What is required = The lines from the start of the data through the line with "Reviewer note. Check that each instance of the blue-tinted" are to be returned verbatim; all later lines are to be omitted.

Task data =
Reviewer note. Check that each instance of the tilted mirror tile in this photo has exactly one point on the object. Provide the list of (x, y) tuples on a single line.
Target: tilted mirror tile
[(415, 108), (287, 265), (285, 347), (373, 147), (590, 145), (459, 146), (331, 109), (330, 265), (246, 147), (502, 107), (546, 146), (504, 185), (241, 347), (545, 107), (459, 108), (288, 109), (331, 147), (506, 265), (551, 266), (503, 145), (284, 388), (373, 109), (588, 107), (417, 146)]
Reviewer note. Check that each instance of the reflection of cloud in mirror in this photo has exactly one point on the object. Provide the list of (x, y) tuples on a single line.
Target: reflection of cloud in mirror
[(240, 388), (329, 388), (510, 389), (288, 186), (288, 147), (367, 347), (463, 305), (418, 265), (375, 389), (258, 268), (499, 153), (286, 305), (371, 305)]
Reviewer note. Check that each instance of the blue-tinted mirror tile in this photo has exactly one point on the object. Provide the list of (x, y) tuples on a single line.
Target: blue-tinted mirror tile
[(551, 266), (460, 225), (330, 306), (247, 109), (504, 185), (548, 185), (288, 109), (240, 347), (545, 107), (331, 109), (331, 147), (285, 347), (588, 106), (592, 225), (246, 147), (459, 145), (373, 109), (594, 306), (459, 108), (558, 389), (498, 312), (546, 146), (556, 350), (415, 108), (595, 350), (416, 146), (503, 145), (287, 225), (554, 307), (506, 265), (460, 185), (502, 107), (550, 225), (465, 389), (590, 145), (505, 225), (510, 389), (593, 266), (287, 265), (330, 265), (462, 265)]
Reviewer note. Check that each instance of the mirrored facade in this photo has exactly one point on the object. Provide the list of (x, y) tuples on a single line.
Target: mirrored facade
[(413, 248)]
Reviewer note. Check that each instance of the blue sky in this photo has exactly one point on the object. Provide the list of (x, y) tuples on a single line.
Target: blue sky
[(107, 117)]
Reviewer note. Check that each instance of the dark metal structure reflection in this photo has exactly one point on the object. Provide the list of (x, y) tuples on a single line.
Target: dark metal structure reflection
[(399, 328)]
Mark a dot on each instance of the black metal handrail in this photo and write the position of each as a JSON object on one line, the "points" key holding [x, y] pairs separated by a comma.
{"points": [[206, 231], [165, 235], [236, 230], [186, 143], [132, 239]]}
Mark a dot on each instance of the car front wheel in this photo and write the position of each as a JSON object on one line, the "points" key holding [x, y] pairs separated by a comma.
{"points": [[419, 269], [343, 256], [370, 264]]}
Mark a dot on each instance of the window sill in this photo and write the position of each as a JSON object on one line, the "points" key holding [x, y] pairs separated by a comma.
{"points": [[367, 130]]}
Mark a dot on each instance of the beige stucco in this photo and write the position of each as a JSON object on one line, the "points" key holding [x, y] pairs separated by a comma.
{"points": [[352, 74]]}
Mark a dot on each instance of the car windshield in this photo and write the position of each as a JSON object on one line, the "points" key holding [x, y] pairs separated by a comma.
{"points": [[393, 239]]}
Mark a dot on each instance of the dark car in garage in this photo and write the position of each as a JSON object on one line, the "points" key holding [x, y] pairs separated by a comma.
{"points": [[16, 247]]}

Solution to this task =
Reviewer note. Check that each instance of the tilted mirror tile in this photo has exactly one point on the object. Provide the list of (x, y) tuples on a single line.
Target: tilted mirror tile
[(415, 108), (287, 265), (285, 347), (373, 147), (590, 145), (459, 146), (331, 109), (330, 265), (246, 147), (502, 107), (546, 146), (504, 185), (241, 347), (545, 107), (459, 108), (288, 109), (331, 147), (506, 265), (551, 266), (503, 145), (284, 388), (373, 109), (588, 107), (417, 146)]
Reviewer note. Check that each instance of the reflection of cloud in mirror in this photo has exactly one point on the object. Provide the list of (x, y) tuples on a single line.
Target: reflection of cloud in mirror
[(240, 388), (329, 388), (510, 389), (288, 186), (288, 147), (367, 347), (463, 305), (418, 265), (375, 389), (258, 268), (499, 153), (286, 305), (371, 305)]
Reviewer note. Check that each instance of the blue-tinted mirror tile in this photo has exactly one point on the object. Provide the list of (x, y) tuples on a single line.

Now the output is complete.